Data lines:
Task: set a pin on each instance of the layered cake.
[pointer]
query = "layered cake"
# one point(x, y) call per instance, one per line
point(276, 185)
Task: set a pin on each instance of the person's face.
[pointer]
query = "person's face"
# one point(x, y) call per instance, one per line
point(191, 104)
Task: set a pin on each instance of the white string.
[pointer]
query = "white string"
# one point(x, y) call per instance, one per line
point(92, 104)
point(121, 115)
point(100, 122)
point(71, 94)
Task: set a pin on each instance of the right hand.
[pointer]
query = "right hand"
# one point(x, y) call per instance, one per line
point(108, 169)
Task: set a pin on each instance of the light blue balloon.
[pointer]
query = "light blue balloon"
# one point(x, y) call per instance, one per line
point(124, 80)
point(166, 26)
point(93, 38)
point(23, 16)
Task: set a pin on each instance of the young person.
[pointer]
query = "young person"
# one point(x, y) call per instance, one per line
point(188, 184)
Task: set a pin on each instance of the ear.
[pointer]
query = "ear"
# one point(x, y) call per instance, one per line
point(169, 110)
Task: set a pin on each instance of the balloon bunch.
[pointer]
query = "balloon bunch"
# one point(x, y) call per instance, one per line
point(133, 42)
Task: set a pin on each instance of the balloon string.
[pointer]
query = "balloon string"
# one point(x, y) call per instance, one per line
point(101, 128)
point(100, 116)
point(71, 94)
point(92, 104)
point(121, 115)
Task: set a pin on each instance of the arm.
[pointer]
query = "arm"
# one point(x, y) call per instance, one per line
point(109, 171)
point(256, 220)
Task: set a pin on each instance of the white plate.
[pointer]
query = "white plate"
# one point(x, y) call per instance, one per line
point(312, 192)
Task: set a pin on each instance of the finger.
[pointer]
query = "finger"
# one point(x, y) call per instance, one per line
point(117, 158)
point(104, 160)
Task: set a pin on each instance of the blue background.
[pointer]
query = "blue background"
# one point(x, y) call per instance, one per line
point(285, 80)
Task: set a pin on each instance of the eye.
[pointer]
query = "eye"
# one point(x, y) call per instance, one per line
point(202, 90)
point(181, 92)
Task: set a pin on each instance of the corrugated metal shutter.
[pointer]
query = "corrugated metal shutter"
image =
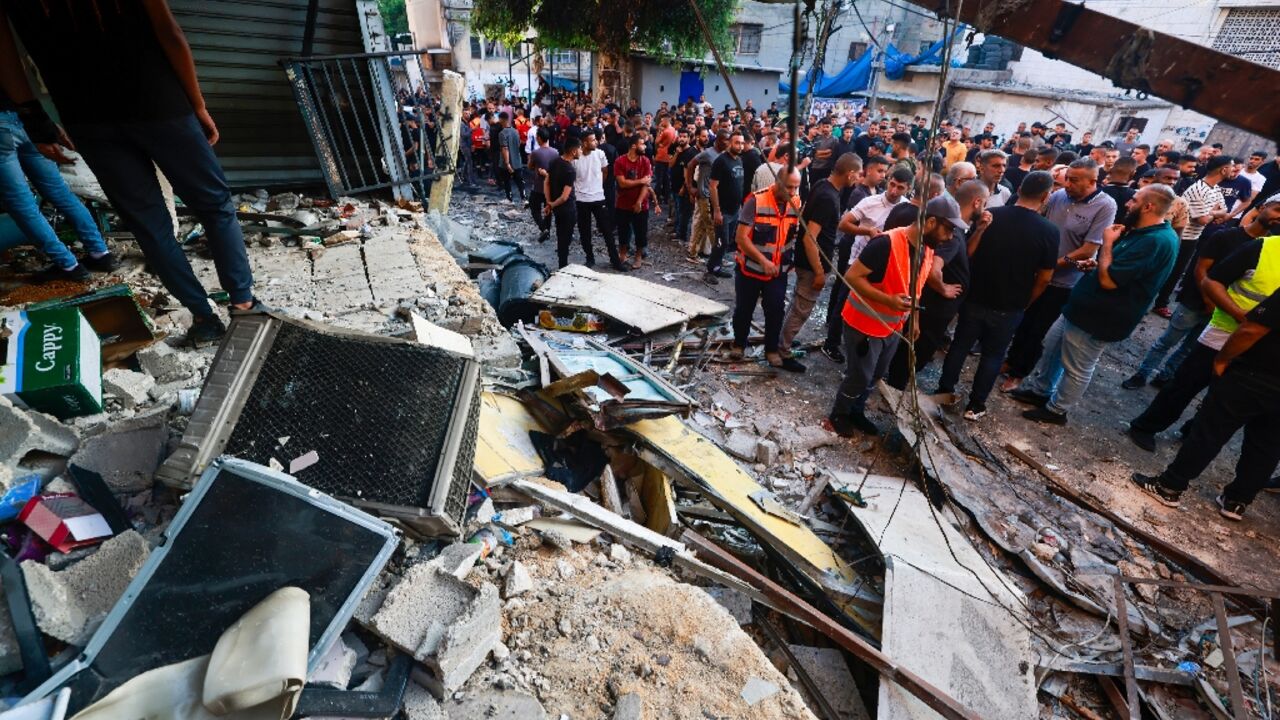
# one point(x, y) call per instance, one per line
point(238, 45)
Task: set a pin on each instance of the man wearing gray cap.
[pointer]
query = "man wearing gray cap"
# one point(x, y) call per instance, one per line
point(882, 297)
point(1105, 306)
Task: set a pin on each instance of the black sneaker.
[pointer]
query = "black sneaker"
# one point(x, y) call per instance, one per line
point(1028, 397)
point(791, 365)
point(54, 273)
point(863, 423)
point(205, 331)
point(1134, 382)
point(1232, 509)
point(1155, 488)
point(1142, 438)
point(1045, 415)
point(105, 264)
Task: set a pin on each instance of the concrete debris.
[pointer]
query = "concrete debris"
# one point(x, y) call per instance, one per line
point(127, 386)
point(23, 432)
point(71, 604)
point(127, 454)
point(757, 691)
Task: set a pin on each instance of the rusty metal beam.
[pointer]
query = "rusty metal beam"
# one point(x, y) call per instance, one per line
point(1221, 86)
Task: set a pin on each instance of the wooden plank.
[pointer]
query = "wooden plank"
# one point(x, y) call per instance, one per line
point(1133, 57)
point(1232, 669)
point(796, 607)
point(1123, 624)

### YOUR INSTRUCTIONS
Turn every one of the entries above into a JSON list of strings, one string per line, skipping blank lines and leaving out the pictures.

### SOLUTION
[
  "Task: set a pin on each instance of the layered cake.",
  "[pointer]",
  "query = \"layered cake\"",
  "# one point(x, y) call per instance, one per line",
  "point(276, 185)",
  "Task: set a pin on each instance of the person's face.",
  "[pointer]",
  "query = \"person's face\"",
  "# one point(x, y) call per instance, one per line",
  "point(191, 104)",
  "Task: set a pin on each instance of the white string.",
  "[pointer]",
  "query = \"white string\"",
  "# one point(x, y) call per instance, one per line",
  "point(92, 104)",
  "point(121, 115)",
  "point(100, 122)",
  "point(71, 94)",
  "Task: set a pin on each instance of the right hand.",
  "[pointer]",
  "query = \"right hand\"",
  "# one point(x, y) call per instance, one per line",
  "point(108, 169)",
  "Task: set a pin on each instance of the light blue balloon.",
  "[pointer]",
  "query = \"light blue balloon\"",
  "# one point(x, y) call per instance, one per line",
  "point(124, 80)",
  "point(166, 26)",
  "point(93, 38)",
  "point(23, 16)",
  "Task: set a pin on each instance of the young person.",
  "[pointer]",
  "query = \"young person\"",
  "# one point(x, y) call per instance, one per line",
  "point(188, 184)",
  "Task: set a pin on each instance of the ear.",
  "[pointer]",
  "query = \"ear\"",
  "# one point(x, y) call per instance, one per line",
  "point(169, 110)",
  "Task: set a pin on each instance of the balloon bunch.",
  "[pointer]",
  "query = \"balloon bunch\"",
  "# one point(x, y) call per instance, one per line",
  "point(133, 42)",
  "Task: set a pin on each instance of the balloon string.",
  "[pointer]",
  "query = \"balloon string\"",
  "# one point(x, y) call per instance, one per line",
  "point(101, 128)",
  "point(100, 116)",
  "point(71, 94)",
  "point(92, 104)",
  "point(121, 115)",
  "Task: set a pin on each instance of the arm.",
  "[pointer]",
  "query = \"arm\"",
  "# one point(x, y) call per instance, one per line",
  "point(109, 171)",
  "point(256, 220)",
  "Task: set a pin on each instance of the white plate.",
  "[pointer]",
  "query = \"white plate\"",
  "# one point(x, y) call per instance, one per line",
  "point(312, 192)",
  "Task: set a pin on each instance of the finger.",
  "[pointer]",
  "query = \"finger\"",
  "# one point(x, y) call per instance, one per line",
  "point(117, 158)",
  "point(104, 160)",
  "Task: set a pin on each instance of the blue background.",
  "[pointer]",
  "query = \"blue background\"",
  "# one point(x, y) call per instance, one per line",
  "point(285, 80)",
  "Task: set a pin on each instance of the eye.",
  "[pointer]",
  "query = \"eye\"",
  "# one point(x, y) call per instance, one per line",
  "point(202, 90)",
  "point(181, 92)",
  "Task: set a pin on each instance of the corrugated metal shutter.",
  "[pointer]",
  "query = \"corrugated metal shutter\"",
  "image =",
  "# one point(x, y) call per instance, one per line",
  "point(238, 45)",
  "Task: set a pin on each instance of the man wearing gray cap.",
  "[pointer]",
  "query = \"man wearing gray cap\"",
  "# one point(x, y) call per instance, one per line",
  "point(882, 297)",
  "point(1105, 306)",
  "Task: set a pin on each instance of the black sneaker.",
  "[pointer]",
  "query = \"black sneaker\"",
  "# one point(x, y) call per instance, one per line",
  "point(1028, 397)",
  "point(791, 365)",
  "point(54, 273)",
  "point(863, 423)",
  "point(205, 331)",
  "point(1134, 382)",
  "point(1232, 509)",
  "point(1155, 488)",
  "point(1142, 438)",
  "point(1045, 415)",
  "point(105, 264)",
  "Task: set a pin on each instance of the concrete debris.",
  "[pointer]",
  "query = \"concrete debris\"",
  "# one point(x, y) call per instance, one per line",
  "point(127, 386)",
  "point(23, 432)",
  "point(71, 604)",
  "point(127, 454)",
  "point(757, 691)",
  "Task: set a pin on each instance of the rusty metal beam.",
  "[pointer]",
  "query = \"rusty metal beam\"",
  "# one point(x, y) call per instance, one per line",
  "point(1221, 86)",
  "Task: set a pin on each instance of the wooden plank.",
  "[pointer]",
  "query = \"wooden plank\"",
  "# one point(x, y) call per instance, one per line",
  "point(1133, 57)",
  "point(1232, 669)",
  "point(796, 607)",
  "point(1123, 624)"
]